● **Task data**
........

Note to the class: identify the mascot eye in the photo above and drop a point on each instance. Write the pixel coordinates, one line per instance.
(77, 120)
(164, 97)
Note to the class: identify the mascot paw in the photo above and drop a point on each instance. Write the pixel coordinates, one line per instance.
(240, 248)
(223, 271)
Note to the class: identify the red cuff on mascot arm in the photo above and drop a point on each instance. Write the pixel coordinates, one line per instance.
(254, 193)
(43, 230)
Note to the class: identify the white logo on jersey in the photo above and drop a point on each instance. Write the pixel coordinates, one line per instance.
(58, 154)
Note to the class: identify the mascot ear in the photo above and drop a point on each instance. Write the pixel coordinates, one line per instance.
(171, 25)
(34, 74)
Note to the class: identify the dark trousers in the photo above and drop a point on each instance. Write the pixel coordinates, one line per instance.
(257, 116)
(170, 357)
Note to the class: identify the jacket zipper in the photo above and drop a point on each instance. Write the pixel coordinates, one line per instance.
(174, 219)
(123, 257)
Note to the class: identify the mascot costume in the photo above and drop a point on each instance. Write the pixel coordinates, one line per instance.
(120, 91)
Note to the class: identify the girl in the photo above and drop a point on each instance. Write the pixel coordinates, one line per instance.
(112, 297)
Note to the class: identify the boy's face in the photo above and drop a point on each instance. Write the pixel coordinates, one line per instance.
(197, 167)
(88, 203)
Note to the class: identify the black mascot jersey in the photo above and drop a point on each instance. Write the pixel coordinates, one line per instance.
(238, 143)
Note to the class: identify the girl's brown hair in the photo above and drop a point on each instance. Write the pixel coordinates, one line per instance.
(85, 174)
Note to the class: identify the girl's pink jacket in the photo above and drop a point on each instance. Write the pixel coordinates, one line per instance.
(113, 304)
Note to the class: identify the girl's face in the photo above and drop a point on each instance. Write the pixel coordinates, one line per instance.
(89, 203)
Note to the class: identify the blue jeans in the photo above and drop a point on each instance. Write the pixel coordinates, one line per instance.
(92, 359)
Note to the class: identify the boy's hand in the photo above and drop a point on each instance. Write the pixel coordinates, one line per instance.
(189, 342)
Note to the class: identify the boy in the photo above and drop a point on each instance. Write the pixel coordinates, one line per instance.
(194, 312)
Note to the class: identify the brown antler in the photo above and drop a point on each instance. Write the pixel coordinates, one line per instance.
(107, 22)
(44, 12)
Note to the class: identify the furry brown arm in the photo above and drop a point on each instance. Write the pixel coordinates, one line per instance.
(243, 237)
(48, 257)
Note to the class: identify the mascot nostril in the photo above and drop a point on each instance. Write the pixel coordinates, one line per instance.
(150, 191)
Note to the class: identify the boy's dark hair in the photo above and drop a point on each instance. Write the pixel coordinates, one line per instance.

........

● **Written task**
Reproduce all of the material above verbatim, line for line, without changing any character.

● **Written solution**
Note to the class: identify the mascot eye in the photo above and drop a point on each instance. Write the pixel coordinates, one line per instance.
(77, 120)
(164, 97)
Note to the class: identify the mascot paw in the photo above and drop a point on each instance. Write the pixel coordinates, one line per instance.
(240, 248)
(223, 271)
Note to the class: identify the red cuff on mascot arm in the photo above and drop a point on each instance. Write the pixel coordinates, one line per instance.
(254, 193)
(43, 230)
Note to the class: identify the white logo on jersey in the photo above and drop a point on each instance. Write the pixel coordinates, one line per instance.
(58, 154)
Note to the class: identify the mascot ear in the photo above and drop a point on each instance. Write the pixel coordinates, one line per instance.
(171, 25)
(34, 74)
Note to the class: identify the dark trousers in the photo above and drop a point on each instance. Write the pixel coordinates, one line per instance.
(257, 116)
(170, 357)
Note to the class: identify the jacket zipper in the photo above and drop a point on each instance. Write the pixel coordinates, one line per instance.
(174, 219)
(123, 257)
Note to the class: identify the mascot costume in the photo above and drop a point on each instance. Write the pixel coordinates, one line per instance.
(120, 91)
Note to the class: identify the girl in the photo above and drop a point on each instance. Write the pixel coordinates, one line per instance.
(112, 297)
Note to the class: identify the boy's face in the photo above and drop a point on each instance. Write the pixel coordinates, one line per instance.
(197, 167)
(88, 203)
Note to the class: identify the black mascot jersey in the photo above and drop a point on each instance. Write the pixel coordinates, one line per instance.
(238, 143)
Note to the class: identify the girl's brown hair in the photo above and drop a point on each instance. Write the pixel coordinates, one line per instance.
(85, 174)
Note to the class: identify the girl's pink jacket in the photo above and drop a point on each instance. Write the pixel coordinates, one line per instance.
(113, 304)
Note to the class: identify the girl's face in the photo above and drop a point on each instance. Write the pixel coordinates, one line per instance.
(89, 203)
Note to the class: identify the blue jeans in the photo above and drop a point on each instance. Write the pixel coordinates, one line per instance.
(92, 359)
Note to the class: identify the boy's hand in the photo above and drop a point on each instance. Write the pixel coordinates, one line per instance.
(189, 342)
Note to the class: identify the boy in the photo above and drop a point on each instance. Write the pixel coordinates, one line per instance.
(194, 312)
Note to the class: identify the brown antler in the photo above and drop a point on each instance. Write the pixel coordinates, one line per instance.
(107, 22)
(44, 12)
Note to the class: identify the furry brown arm in the photo above and drop a point on each instance. Write the pixel coordinates, one line per instance.
(243, 237)
(48, 257)
Note to the class: identify the mascot nostril in the photo above and drop a point on each instance. Write the pixel coordinates, one line per instance.
(150, 191)
Note to the class: identify the boy's dark hair in the photo above and drop a point on each instance. Write the pixel coordinates, one line per instance.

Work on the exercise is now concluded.